B102C Click is based on the B102C, a Bluetooth 5.0 (BLE) module from Amphenol. This module is built around the Realtek RTL8762CMF, offering BLE v5.0 support, a robust 20MHz Arm® Cortex® M4F processor, and exceptional power efficiency. It provides a complete RF solution with an integrated antenna operating in the 2.4GHz range (2402 - 2480MHz), along with a low-power crystal that optimizes power consumption by enabling advanced power-saving modes. Ideal for various applications, B102C Click can be used in beacons, building automation, remote control toys, lighting products, and many more. The B102C module comes preloaded with Amphenol firmware, supporting Bluetooth Low Energy Serial Port Service and simultaneous peripheral and central roles, all configurable through AT commands. It also allows full flexibility in adding custom applications on its built-in Cortex-M4 with 4Mbits of Flash, 4Kb eFuse, and 160KB SRAM. Regarding
the board's connectivity features, this Click board™ uses a UART interface for communication with the host MCU, using standard UART RX and TX pins to exchange AT commands. By default, it communicates at a baud rate of 115200bps. Additionally, the Click board™ is equipped with a USB Type-C connector, allowing power supply and configuration via a PC. This is achieved by the CP2102, a highly integrated USB-to-UART bridge, and a TPS727 LDO regulator, which provides the necessary 3.3V power supply for the module out of the USB supply. Additionally, on the left side of the board, there is an unpopulated PROG header that provides full support for debugging and programming. This header allows the user to utilize a Serial Wire Debug (SWD) interface for programming and debugging via the SWD interface pins. Along with the communication and control pins, this Click board™ also includes a reset pin (RST) and a RESET button, enabling easy module
resetting. All GPIO pins of the module are routed to two unpopulated J1 and J2 headers. These pins are fully programmable, with selectable pull-up and pull-down resistors for each pin. They retain their last state when the system enters Sleep mode and allow the module to be awakened by any GPIO while in Sleep mode. Three of these pins are also routed to the mikroBUS™ socket (P01, P22, and P23) to the AN, PWM, and INT default positions, allowing users to use these functions or configure them as desired, given that they are user-configurable pins. This Click board™ can be operated only with a 3.3V logic voltage level. The board must perform appropriate logic voltage level conversion before using MCUs with different logic levels. Also, it comes equipped with a library containing functions and an example code that can be used as a reference for further development.

# # # # #

• [What you have to do] What baud rate does the B102C Click description give as the board's default for UART communication?

• [Data section]
# # # # #

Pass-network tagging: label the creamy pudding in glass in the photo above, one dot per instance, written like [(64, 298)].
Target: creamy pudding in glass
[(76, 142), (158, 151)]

# # # # #

• [Exercise result] 115200bps